- EXERCISE OBJECTIVE -
Extend the Book Notes piece on Sister Spit, starting right after its last sentence.

— START OF PROVIDED PASSAGE —

Book Notes - "Sister Spit: Writing, Rants and Reminiscence from the Road"

Sister Spit: Writing, Rants and Reminiscence from the Road

In the Book Notes series, authors create and discuss a music playlist that relates in some way to their recently published book.

Previous contributors include Bret Easton Ellis, Kate Christensen, Kevin Brockmeier, George Pelecanos, Dana Spiotta, Amy Bloom, David Peace, Myla Goldberg, Heidi Julavits, Hari Kunzru, and many others.

It is hard to believe that Michelle Tea's touring literary ensemble Sister Spit has been around for 15 years. I have seen several of their performances over the years, and though the cast is constantly changing, I can honestly say each event was exciting, invigorating, and unforgettable.

— END OF PROVIDED PASSAGE —
— START OF MATERIAL —

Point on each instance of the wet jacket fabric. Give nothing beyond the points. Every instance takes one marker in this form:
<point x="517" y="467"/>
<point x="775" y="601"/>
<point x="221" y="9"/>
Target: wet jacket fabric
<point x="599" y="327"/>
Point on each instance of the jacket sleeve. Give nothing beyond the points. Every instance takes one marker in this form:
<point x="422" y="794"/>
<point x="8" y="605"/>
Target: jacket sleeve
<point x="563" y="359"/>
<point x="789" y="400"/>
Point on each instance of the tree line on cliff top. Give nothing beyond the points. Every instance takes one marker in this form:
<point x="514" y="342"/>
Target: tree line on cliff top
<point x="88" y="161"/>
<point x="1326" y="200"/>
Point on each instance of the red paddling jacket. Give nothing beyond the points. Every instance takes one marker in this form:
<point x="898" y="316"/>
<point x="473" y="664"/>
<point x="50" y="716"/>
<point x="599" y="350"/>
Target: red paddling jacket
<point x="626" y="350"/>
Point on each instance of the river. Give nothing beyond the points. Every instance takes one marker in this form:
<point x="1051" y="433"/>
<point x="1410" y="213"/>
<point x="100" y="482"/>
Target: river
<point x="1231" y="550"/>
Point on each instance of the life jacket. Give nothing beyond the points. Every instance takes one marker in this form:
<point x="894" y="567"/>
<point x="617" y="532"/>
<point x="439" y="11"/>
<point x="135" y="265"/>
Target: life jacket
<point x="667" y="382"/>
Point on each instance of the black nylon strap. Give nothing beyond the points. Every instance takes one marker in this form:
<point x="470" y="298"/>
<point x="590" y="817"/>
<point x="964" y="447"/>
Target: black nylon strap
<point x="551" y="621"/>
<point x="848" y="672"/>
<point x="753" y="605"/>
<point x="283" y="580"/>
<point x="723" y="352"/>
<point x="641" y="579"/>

— END OF MATERIAL —

- ANSWER -
Sister Spit: Writing, Rants and Reminiscence from the Road collects tour anecdotes from an impressive collection of writers, including editor and founder Michele Tea, Eileen Myles, Blake Nelson, Myriam Gurba, Beth Lisick, MariNaomi, and others.

This is the first book in Michelle Tea's new imprint at City Lights.

Stream a Spotify playlist of these tunes. If you don't have Spotify yet, sign up for the free service.

Ms. Magazine wrote of the book:

"This riotous collage edited by a Sister Spit cofounder celebrates the acclaimed underground lesbian-feminist roadshow. Poetry, art, stories and snippets of self-reflection from the collective's rotating membership honor this cultural institution in its signature provocative fashion."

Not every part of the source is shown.